=== What needs to be done ===
The result should be the line with "point: small jar" followed by every remaining line of the entries, each reproduced exactly, with nothing else.

(Dataset entries)
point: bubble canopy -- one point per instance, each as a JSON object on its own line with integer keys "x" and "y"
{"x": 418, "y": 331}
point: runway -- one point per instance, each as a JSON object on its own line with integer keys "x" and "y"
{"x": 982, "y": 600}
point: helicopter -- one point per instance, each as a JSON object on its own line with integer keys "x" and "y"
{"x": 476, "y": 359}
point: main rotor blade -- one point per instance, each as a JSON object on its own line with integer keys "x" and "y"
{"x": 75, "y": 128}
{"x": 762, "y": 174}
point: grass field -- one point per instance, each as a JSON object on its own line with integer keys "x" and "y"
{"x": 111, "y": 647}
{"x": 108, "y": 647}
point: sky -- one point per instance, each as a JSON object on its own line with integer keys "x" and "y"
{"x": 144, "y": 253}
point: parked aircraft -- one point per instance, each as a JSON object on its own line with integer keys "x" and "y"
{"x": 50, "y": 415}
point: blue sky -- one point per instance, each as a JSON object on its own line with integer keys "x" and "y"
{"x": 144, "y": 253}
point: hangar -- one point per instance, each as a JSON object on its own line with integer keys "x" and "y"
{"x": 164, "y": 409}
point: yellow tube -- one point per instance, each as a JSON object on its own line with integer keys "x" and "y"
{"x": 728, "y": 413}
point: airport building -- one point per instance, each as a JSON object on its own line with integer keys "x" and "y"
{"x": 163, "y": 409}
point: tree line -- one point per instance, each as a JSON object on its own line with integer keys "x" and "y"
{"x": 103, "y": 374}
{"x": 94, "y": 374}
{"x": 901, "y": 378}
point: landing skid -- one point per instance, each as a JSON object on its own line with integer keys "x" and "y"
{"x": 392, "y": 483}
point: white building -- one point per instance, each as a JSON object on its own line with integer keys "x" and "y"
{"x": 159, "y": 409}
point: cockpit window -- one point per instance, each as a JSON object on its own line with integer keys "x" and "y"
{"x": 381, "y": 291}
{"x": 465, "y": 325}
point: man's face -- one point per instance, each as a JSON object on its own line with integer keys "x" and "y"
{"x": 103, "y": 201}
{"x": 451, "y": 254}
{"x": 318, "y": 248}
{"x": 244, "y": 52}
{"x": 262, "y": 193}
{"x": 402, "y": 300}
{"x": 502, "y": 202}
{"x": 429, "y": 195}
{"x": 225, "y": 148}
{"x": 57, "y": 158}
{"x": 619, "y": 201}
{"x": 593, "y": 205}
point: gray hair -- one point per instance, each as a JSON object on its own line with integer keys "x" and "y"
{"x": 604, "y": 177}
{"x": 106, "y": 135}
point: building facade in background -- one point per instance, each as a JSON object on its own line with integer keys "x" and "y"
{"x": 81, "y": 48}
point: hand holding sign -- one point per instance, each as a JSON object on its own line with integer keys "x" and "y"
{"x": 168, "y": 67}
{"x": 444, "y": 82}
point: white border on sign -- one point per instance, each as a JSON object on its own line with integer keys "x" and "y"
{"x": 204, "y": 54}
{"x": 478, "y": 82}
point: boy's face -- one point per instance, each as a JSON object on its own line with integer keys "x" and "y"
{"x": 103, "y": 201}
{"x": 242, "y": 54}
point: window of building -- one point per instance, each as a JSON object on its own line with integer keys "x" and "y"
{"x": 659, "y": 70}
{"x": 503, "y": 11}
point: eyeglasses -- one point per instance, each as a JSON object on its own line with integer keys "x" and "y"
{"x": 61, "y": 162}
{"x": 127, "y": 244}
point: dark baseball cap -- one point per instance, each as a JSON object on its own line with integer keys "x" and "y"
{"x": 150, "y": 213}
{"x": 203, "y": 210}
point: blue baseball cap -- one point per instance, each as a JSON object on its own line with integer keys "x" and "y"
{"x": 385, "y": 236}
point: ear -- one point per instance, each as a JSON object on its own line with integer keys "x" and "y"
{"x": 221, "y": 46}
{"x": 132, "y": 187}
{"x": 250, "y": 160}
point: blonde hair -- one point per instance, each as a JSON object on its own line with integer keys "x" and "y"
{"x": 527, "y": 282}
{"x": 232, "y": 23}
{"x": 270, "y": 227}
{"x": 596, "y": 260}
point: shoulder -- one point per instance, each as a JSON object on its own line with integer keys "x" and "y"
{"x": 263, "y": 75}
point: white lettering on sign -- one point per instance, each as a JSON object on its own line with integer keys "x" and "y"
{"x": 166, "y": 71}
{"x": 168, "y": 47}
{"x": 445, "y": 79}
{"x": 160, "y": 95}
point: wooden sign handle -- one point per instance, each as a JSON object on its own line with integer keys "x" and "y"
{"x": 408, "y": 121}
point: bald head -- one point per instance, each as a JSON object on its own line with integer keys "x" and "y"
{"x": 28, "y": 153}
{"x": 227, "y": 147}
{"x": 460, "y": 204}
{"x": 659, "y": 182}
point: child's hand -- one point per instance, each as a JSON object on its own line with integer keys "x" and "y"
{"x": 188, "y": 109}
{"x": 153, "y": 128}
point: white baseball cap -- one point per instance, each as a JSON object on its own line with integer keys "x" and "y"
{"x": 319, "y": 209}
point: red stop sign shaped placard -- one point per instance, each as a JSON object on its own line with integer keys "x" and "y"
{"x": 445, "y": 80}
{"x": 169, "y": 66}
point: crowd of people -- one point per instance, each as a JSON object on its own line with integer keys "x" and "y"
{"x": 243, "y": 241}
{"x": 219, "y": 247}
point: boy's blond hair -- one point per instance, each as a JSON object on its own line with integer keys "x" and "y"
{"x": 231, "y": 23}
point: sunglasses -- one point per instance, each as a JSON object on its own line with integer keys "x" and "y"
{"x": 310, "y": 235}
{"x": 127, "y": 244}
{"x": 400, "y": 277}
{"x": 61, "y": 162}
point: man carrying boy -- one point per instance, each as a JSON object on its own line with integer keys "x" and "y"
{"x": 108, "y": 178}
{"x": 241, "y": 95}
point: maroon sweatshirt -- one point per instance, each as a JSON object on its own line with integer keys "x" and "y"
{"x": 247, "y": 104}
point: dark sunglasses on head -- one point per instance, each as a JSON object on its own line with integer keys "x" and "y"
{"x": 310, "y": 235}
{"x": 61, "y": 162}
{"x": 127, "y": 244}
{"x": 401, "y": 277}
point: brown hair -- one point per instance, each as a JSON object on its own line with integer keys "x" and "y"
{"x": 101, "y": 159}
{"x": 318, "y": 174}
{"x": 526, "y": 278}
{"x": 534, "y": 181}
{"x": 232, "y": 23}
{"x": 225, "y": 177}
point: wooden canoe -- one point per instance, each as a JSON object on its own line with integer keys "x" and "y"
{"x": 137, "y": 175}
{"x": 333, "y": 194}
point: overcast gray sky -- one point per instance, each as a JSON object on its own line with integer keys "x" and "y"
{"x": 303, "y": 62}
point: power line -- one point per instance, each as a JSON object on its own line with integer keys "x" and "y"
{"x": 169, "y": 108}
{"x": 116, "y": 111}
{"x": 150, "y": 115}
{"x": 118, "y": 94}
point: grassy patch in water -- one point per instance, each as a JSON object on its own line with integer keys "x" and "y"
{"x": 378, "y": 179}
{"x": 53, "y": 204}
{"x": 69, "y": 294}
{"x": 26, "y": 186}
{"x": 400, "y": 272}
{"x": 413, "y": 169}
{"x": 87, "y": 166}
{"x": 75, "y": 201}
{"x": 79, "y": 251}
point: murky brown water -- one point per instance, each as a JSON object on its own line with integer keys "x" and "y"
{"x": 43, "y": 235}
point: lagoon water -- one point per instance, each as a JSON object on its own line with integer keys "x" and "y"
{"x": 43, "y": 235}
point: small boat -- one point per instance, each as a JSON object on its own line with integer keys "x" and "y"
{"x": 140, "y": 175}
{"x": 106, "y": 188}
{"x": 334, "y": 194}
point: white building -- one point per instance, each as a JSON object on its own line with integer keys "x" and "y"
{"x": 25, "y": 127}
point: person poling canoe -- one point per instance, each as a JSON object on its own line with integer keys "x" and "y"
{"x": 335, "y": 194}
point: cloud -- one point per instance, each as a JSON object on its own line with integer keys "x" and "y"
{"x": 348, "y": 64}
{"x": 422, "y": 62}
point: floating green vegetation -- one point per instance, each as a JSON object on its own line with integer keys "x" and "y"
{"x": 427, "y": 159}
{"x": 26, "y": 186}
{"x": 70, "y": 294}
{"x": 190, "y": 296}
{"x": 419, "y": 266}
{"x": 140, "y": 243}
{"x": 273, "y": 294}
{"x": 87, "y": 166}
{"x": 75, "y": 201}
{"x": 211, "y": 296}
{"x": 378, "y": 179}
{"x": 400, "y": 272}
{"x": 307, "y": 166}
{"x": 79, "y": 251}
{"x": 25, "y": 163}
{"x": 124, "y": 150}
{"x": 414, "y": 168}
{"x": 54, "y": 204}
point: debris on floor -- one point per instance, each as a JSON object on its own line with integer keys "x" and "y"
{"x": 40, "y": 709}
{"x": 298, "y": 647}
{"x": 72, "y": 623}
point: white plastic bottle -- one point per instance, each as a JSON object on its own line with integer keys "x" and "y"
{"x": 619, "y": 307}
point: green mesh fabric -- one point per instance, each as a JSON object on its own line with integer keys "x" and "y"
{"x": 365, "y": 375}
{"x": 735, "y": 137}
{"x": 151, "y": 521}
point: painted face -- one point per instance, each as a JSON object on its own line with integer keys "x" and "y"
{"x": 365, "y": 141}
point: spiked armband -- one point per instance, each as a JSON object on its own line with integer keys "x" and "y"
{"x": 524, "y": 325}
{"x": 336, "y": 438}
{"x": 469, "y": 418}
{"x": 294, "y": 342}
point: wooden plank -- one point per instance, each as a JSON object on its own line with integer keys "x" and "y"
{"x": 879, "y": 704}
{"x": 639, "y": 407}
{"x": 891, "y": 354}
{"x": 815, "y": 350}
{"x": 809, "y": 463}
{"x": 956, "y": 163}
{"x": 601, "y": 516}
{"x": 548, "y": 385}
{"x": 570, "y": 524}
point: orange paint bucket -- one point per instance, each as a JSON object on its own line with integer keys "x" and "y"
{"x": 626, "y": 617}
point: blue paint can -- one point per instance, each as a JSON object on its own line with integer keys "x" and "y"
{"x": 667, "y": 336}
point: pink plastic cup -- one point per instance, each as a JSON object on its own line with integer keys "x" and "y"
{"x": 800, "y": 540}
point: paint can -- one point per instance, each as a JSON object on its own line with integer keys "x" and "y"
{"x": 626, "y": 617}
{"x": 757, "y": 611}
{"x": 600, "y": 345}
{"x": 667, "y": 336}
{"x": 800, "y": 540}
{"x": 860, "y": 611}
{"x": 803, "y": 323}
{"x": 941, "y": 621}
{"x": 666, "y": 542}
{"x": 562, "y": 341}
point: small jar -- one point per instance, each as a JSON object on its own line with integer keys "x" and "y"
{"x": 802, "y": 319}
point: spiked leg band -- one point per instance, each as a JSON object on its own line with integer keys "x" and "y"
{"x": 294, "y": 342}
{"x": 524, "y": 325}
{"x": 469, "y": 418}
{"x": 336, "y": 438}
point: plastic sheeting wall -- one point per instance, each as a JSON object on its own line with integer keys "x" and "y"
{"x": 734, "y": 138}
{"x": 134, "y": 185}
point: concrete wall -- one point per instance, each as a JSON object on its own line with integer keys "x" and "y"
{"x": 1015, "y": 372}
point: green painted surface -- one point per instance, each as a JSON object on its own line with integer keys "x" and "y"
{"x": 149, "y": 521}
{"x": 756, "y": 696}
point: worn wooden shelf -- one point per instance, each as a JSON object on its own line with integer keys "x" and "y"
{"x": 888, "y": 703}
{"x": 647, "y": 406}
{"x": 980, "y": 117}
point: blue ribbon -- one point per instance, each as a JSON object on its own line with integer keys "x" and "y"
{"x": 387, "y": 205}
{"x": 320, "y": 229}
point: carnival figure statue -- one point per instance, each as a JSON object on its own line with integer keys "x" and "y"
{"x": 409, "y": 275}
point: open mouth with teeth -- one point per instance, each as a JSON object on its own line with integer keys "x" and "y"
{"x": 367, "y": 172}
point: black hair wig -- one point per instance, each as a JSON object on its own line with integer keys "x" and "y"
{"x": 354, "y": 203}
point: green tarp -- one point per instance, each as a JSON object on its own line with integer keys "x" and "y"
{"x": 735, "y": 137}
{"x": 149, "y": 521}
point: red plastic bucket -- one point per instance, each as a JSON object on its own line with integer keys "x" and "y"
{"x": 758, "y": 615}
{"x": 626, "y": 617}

=== Your response ===
point: small jar -- one point per instance, each as a JSON object on its own line with integer keys "x" and "y"
{"x": 802, "y": 319}
point: spiked leg band -- one point per instance, each as a JSON object on its own line with integer keys "x" and "y"
{"x": 294, "y": 342}
{"x": 524, "y": 325}
{"x": 469, "y": 418}
{"x": 336, "y": 438}
point: plastic sheeting wall -- one point per instance, each as a JSON object on its own line with integer keys "x" and "y"
{"x": 734, "y": 138}
{"x": 134, "y": 185}
point: concrete wall -- one point per instance, each as a JSON object on its own line with integer keys "x" and "y"
{"x": 1015, "y": 372}
point: green painted surface -- one point per instance, each as a JSON object on its own line with integer keys "x" and "y"
{"x": 149, "y": 521}
{"x": 756, "y": 696}
point: worn wooden shelf -- one point per instance, each as a JSON object on its own line with integer keys "x" and "y"
{"x": 888, "y": 703}
{"x": 647, "y": 406}
{"x": 980, "y": 117}
point: blue ribbon -- one point per instance, each as a JSON object on its own line with integer keys "x" and "y"
{"x": 387, "y": 205}
{"x": 320, "y": 229}
point: carnival figure statue -- one point per instance, each as a JSON object on its own line with integer keys "x" and "y"
{"x": 409, "y": 275}
point: open mouth with teeth -- one point per instance, each as a JSON object on its own line with integer keys "x" and "y"
{"x": 367, "y": 172}
point: black hair wig -- one point per instance, each as a JSON object on its own line with integer keys "x" and "y"
{"x": 354, "y": 203}
point: green tarp -- one point per instance, each as a JSON object on its own line with integer keys "x" and "y"
{"x": 735, "y": 137}
{"x": 149, "y": 521}
point: red plastic bucket -- one point per instance, each as a JSON object on its own line with integer keys "x" and "y"
{"x": 758, "y": 615}
{"x": 626, "y": 617}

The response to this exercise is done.